Continue the newsgroup post below about finding waste material for a project in Cordova, starting right after its final sentence.

━━ Supplied passage ━━

My apologies for rambling on this morning.  I'll try to be more concise
in my response tonight.  Since most of you on the newsgroup have
expertise in biosystems and mine is primarily human systems, I want to
offer some thoughts on what I think it would take to make a project like
this work from the human systems angle and then I'll fade back and get
some Eyak/Cordova folks involved in this discussion.  So, for what it's
worth, here are my thoughts.

There are compeling reasons to do a project like this and I'm betting
that there's plent of material available as well.  There are canneries
up and down the coast with fish waste and our Tribal Council President
just told me that there's a fair volume of waste generated here during
the winter months of cod and pollock.  The city sewage treatment plant
is another possibility.

━━━
━━ Records provided ━━

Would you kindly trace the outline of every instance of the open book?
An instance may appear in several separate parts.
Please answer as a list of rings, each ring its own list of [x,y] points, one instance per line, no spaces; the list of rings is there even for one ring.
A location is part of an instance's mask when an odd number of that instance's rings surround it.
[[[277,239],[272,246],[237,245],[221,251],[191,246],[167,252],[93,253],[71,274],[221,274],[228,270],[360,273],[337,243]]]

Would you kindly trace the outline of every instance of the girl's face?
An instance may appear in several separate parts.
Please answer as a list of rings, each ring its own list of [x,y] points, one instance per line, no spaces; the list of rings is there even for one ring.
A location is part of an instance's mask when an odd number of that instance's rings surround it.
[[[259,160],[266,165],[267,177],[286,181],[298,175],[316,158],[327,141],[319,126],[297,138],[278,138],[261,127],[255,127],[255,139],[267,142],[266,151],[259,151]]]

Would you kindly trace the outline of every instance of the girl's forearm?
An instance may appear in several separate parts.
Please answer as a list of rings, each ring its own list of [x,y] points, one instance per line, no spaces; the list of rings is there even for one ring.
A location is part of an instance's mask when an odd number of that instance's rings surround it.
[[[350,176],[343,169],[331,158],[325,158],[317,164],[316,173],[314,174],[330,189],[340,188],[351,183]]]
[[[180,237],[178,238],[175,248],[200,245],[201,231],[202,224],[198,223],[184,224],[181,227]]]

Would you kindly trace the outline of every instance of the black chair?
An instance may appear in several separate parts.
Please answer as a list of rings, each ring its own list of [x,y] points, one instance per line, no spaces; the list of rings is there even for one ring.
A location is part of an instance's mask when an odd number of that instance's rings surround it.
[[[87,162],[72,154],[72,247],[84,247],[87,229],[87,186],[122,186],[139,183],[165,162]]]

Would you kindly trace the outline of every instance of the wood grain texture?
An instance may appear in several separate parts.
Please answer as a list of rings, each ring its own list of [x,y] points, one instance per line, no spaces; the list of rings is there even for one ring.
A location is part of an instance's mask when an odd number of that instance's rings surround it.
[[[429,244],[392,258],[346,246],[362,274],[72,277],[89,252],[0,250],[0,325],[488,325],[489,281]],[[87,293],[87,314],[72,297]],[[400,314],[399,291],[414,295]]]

━━━

Expected output>
If the primary obstacle is power generation and methane generated from
fish waste is a viable option, my primary concern is whether your system
is environmentally friendly?  Our tribe's environmental program recently
conducted a fish waste study that documented the problem and other
tribal members have been doing biosampling of sea otters that are dying
from  parasites they're getting from the fish waste.  There's definitely
a problem but people won't get excited about a solution that creates
another problem.

If a project like this is feasible and it's the right thing to do,
here's what I think it would take for the human systems to make it
happen:

1.  It has to have a positive effect on the environment.  While most
Alaskans were hurt by the oil spill, folks in Cordova and other costal
communities had their hearts ripped out.  Doing something positive for
the environment would go a long way to healing some of those wounds and
be a strong motivator.
2.  It must have the support of all the major subsystems (tribe, city,
corporations, evironmentalist, processors, utilities, state, Feds, etc.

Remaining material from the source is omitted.